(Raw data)
####################

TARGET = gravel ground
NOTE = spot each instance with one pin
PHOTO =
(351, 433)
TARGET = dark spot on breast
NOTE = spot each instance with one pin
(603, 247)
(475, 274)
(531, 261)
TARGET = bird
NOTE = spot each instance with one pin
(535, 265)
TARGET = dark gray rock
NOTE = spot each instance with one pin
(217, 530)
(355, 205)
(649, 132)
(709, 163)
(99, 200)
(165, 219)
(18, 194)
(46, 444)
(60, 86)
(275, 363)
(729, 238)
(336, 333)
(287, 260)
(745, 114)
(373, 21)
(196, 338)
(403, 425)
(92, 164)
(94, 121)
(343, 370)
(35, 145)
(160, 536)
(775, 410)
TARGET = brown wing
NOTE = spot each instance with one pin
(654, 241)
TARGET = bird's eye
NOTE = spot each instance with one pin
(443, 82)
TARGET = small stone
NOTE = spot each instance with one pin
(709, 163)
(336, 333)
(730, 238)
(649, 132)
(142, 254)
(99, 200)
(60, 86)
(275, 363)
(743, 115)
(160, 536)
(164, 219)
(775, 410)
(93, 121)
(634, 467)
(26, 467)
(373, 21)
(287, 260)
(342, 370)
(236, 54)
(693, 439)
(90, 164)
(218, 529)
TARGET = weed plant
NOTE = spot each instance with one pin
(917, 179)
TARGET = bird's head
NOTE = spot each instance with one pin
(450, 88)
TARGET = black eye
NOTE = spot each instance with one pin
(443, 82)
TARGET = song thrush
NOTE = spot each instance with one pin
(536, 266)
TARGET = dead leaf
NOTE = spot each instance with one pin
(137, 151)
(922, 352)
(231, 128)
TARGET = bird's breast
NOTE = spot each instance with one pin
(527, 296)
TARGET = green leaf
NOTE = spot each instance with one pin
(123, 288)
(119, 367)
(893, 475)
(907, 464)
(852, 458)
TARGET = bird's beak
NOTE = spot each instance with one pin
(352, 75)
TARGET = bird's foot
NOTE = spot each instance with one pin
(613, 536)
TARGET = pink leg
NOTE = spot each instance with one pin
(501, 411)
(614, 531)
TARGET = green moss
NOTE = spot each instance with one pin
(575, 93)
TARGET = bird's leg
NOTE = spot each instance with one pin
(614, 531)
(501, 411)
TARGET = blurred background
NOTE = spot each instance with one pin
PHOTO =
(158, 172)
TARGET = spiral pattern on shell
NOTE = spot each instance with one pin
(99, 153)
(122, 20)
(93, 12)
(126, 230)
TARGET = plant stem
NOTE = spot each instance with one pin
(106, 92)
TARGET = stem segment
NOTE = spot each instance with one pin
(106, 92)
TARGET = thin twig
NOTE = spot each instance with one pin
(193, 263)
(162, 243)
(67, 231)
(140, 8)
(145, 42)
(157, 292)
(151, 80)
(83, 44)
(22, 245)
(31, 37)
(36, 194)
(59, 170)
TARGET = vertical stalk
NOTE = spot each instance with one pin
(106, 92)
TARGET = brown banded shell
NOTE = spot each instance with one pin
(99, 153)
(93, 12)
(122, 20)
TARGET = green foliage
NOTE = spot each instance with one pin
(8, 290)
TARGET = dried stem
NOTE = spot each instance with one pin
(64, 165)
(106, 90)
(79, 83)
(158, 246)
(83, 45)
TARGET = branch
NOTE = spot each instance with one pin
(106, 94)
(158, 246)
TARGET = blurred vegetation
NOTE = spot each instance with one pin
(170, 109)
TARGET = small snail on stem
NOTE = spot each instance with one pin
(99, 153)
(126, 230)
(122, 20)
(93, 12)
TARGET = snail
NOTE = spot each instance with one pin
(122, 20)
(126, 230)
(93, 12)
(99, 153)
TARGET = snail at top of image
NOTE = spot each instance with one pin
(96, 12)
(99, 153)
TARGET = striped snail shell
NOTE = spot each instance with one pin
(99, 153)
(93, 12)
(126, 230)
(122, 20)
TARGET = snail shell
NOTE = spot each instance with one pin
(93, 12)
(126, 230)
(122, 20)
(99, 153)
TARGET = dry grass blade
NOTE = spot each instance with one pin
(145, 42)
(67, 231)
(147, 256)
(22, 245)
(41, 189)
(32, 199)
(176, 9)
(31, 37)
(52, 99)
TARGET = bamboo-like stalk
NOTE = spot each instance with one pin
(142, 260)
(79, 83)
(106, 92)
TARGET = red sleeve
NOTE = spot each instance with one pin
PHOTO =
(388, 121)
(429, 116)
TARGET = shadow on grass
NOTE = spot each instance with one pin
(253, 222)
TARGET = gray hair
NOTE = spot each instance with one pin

####################

Aim of the task: Reproduce everything from the line containing "TARGET = striped snail shell" down to the end of the data, substituting "shade on grass" for "shadow on grass" and leaving all else unchanged.

Exercise answer:
TARGET = striped snail shell
NOTE = spot each instance with one pin
(99, 153)
(93, 12)
(126, 230)
(122, 20)
TARGET = snail shell
NOTE = spot each instance with one pin
(93, 12)
(126, 230)
(122, 20)
(99, 153)
TARGET = dry grass blade
NOTE = spot each instance with one pin
(145, 42)
(67, 231)
(147, 256)
(22, 245)
(41, 189)
(32, 199)
(176, 9)
(31, 37)
(52, 99)
TARGET = bamboo-like stalk
NOTE = spot each instance with one pin
(142, 260)
(79, 83)
(106, 92)
TARGET = red sleeve
NOTE = spot each instance with one pin
PHOTO =
(388, 121)
(429, 116)
TARGET = shade on grass
NOTE = spot each instance with one pin
(253, 222)
TARGET = gray hair
NOTE = spot each instance with one pin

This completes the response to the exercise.